YOUR INSTRUCTIONS:
Reproduce all of the data below word for word, changing nothing.

TASK DATA:

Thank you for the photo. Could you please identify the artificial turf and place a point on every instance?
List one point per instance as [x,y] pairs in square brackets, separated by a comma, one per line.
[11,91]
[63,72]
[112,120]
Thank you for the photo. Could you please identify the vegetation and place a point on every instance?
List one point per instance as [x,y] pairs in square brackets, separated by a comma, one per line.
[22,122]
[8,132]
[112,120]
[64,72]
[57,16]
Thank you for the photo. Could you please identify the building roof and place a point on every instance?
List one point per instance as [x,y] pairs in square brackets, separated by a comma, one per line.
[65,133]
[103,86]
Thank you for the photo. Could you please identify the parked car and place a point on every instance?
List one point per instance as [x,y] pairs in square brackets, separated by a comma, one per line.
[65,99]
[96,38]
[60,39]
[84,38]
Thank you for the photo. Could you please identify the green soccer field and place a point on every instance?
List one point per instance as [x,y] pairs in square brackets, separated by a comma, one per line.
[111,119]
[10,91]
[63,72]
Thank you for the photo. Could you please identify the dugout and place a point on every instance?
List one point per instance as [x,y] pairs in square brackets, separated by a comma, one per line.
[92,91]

OUTPUT FOR THIS EXERCISE:
Thank you for the photo. Could you please identify the artificial turf and place a point on every instance?
List one point per instance as [x,y] pairs in square brackets, separated by a comma, one per line.
[11,91]
[63,72]
[112,120]
Thank you for the photo. Could you please identify the vegetation and place a point on every instance?
List one point per instance as [x,y] pairs in square brackets, separated by a comma, one per line.
[22,122]
[8,132]
[112,120]
[64,72]
[57,16]
Thank you for the photo. Could you please identify the building roof and place a point on every instance?
List one point per instance as [x,y] pairs in square brackets, separated by a comma, one per line.
[65,133]
[103,86]
Thank you for the photo. Could you please identify the parked car and place a point on every instance?
List one point per instance as [x,y] pairs in square brackets, separated by a comma, one per line.
[65,99]
[96,38]
[60,39]
[84,38]
Thank you for the photo. Could you please identify the green soccer field and place a point on every instance?
List one point per instance as [x,y] pairs in square brackets, separated by a comma, one per line.
[111,119]
[10,91]
[63,72]
Thank you for the photo. Could you please identify the dugout and place a point on every instance?
List one point per instance as [x,y] pairs in square brackets, separated by a comma, one per line.
[92,91]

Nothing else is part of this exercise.